> [Parts of the exercise]
a) Which provinces does the article on bank lending name along with their loan-to-deposit ratios? List each one.
b) According to the bank lending article, what range is typically considered the ideal loan-to-deposit ratio?
c) Write the next paragraph of the bank lending article, picking up after its final sentence.

> [Text shown]
Jan 8, 2020, 11:06 AM
News ID: 31503
Banks Unwilling to Lend

EghtesadOnline: From the beginning of fiscal 2018-19 up until September, the loan-to-deposit ratio has been of the descending order indicating that banks are exercising extra caution when it comes to lending.

According to a report by the Tehran Chamber of Commerce, Industries, Mines and Agriculture, the ratio was 85.7 in 2018-19 fiscal year and dropped to 79.8 points in September. 

Compared to the end of the last fiscal year, the loan-to-deposit ratio fell 1.5%, indicating 4.5% decline on a year-on-year basis, according to Financial Tribune.

While the decline has not been consistent over two and a half years and has fluctuated ever since, the ratio shows an overall 6.4% fall during the period. 

LDR is used to assess a bank's liquidity by comparing total loans to total deposits for a specific period and is expressed in percentage.

If the ratio is too high, the bank may not have enough liquidity to cover unforeseen fund requirements. Conversely, if the ratio is too low, the bank may not be earning as much as it should be.

TCCIM ascribes the decline in LDR to lenders’ increasing tendency to err on the side of caution in lending given the piling up of non-performing loans, bad debts and the economic future riddled with uncertainty. 

As per acceptable norms, the ideal loan-to-deposit ratio is typically 80% to 90%. A loan-to-deposit ratio of 100% means a bank loaned an amount to customers the same amount it received in deposits. It also means the bank will not have enough reserves for contingencies. 

Citing banking and monetary experts, the TCCIM said a LDR ratio of 65 would be acceptable given the unhealthy state of the banking industry.    

LDR has not been consistent across regions in the country. The ratio ranged from 49.5 in Khuzestan Province to 106.6 for Kohgilouyeh-Boyerahmad Province. In Tehran Province it was 94 in mid-September.

Entries from a data source

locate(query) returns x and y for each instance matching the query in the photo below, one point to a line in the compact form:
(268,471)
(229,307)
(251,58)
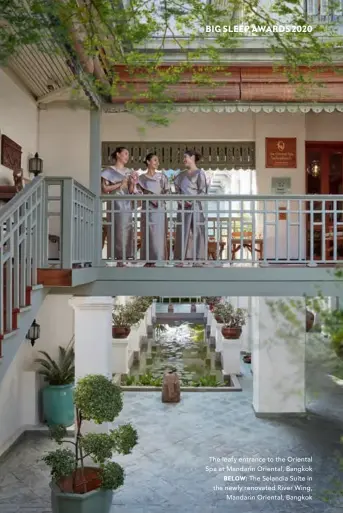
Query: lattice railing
(228,155)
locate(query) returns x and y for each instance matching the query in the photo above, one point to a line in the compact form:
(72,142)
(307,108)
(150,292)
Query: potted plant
(58,403)
(75,486)
(217,309)
(233,319)
(124,317)
(309,320)
(212,301)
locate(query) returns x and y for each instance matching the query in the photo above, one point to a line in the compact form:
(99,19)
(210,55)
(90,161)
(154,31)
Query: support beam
(93,335)
(279,358)
(94,177)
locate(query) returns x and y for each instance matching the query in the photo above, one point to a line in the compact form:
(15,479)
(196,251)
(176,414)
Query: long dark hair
(195,154)
(119,149)
(149,157)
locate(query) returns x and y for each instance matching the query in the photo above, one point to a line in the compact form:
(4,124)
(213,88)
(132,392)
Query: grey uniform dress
(153,218)
(190,224)
(121,220)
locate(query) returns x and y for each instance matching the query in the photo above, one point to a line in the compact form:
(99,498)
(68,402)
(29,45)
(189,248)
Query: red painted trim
(322,144)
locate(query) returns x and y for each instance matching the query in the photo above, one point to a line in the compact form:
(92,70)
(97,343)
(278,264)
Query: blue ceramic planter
(97,501)
(58,405)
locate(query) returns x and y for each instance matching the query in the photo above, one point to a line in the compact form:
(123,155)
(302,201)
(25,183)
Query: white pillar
(231,357)
(279,358)
(93,335)
(94,176)
(219,338)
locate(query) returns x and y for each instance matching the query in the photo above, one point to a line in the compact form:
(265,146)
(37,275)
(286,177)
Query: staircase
(21,255)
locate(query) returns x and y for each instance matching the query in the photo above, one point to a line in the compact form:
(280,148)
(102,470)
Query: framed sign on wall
(281,185)
(281,152)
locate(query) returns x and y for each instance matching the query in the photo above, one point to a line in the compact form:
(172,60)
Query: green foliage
(127,316)
(112,476)
(231,317)
(60,372)
(62,463)
(211,300)
(99,400)
(124,439)
(115,33)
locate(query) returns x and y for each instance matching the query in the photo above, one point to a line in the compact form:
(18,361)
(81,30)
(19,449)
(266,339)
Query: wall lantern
(314,169)
(36,165)
(34,333)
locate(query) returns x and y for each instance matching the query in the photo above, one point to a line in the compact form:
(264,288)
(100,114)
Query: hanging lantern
(36,165)
(314,169)
(34,333)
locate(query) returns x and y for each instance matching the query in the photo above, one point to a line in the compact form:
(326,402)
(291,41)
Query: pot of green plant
(58,406)
(124,317)
(120,331)
(233,319)
(309,320)
(76,487)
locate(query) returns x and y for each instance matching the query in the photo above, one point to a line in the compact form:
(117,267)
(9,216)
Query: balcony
(222,231)
(58,234)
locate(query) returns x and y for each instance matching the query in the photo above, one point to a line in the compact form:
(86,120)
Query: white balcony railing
(212,230)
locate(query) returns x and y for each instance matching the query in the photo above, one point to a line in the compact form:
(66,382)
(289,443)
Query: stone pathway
(167,470)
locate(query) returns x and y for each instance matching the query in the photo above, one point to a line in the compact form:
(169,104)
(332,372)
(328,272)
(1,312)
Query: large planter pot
(94,500)
(309,320)
(231,333)
(120,332)
(58,405)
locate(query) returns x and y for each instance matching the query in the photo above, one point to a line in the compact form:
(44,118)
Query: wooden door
(329,181)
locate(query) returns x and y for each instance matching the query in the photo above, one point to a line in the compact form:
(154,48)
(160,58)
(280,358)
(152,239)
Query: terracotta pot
(309,320)
(231,333)
(120,332)
(85,481)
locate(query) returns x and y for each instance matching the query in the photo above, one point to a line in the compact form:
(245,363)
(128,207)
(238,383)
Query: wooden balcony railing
(222,229)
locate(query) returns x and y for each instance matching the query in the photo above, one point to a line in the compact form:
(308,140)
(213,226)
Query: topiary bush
(99,400)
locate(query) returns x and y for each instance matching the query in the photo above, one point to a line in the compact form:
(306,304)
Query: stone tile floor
(166,470)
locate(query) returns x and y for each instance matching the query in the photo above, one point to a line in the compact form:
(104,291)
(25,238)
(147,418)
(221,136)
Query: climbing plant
(100,34)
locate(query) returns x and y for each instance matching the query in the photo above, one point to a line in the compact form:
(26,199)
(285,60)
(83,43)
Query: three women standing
(117,179)
(190,241)
(153,213)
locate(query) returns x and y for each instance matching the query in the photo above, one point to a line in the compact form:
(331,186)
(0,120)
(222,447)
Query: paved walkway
(167,470)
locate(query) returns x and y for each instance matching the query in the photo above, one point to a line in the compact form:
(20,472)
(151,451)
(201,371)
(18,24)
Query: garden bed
(231,384)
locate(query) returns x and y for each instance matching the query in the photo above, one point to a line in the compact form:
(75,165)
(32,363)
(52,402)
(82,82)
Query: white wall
(324,126)
(11,399)
(182,127)
(19,390)
(18,119)
(64,141)
(280,125)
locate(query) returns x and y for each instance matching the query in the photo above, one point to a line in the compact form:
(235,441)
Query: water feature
(183,348)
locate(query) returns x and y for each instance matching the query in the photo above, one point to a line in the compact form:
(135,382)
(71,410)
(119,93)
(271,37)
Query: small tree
(99,400)
(229,316)
(127,316)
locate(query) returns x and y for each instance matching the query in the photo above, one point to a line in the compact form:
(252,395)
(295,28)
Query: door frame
(323,147)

> [Responses in order]
a)
Khuzestan Province
Kohgilouyeh-Boyerahmad Province
Tehran Province

b) 80% to 90%.

c)
Deposits with Iranian banks and credit institutions have been rising over the past year to reach 23,493.9 trillion rials ($181.4 billion as per open market exchange rates) by the end of Sept 22, according to Central Bank of Iran.

Bank deposits increased by 5,435.9 trillion rials ($41.9 billion) over the course of the year, indicating a 30.1% rise annually and up 13.6% compared to figures reported for the end of the last fiscal year on March 19, 2019.

Approximately 12,799.9 trillion rials ($98.8 billion) in deposits were held with Tehran banks or 54.48% of the total deposits.

 

Outstanding Loans

According to the CBI, total outstanding loans rose from 13,637.9 trillion rials ($105 billion) at the end of sixth fiscal month of the previous year to 16,824.7 trillion rials ($129.5 billion) by the end of summer on Sept 22 -- up 23.4% annually.

Tehran Province topped the list with the highest number of defaults, reaching 10,919.3 trillion rials ($84.31 billion).

Next was Isfahan Province with 601.83 trillion rials ($4.64 billion). Khorasan Razavi Province was third with 517.48 trillion rials ($3.99 billion).

At the bottom end of the list was Kohgilouyeh-Boyerahmad Province with total outstanding loans reaching 58.5 trillion rials ($451.73 million).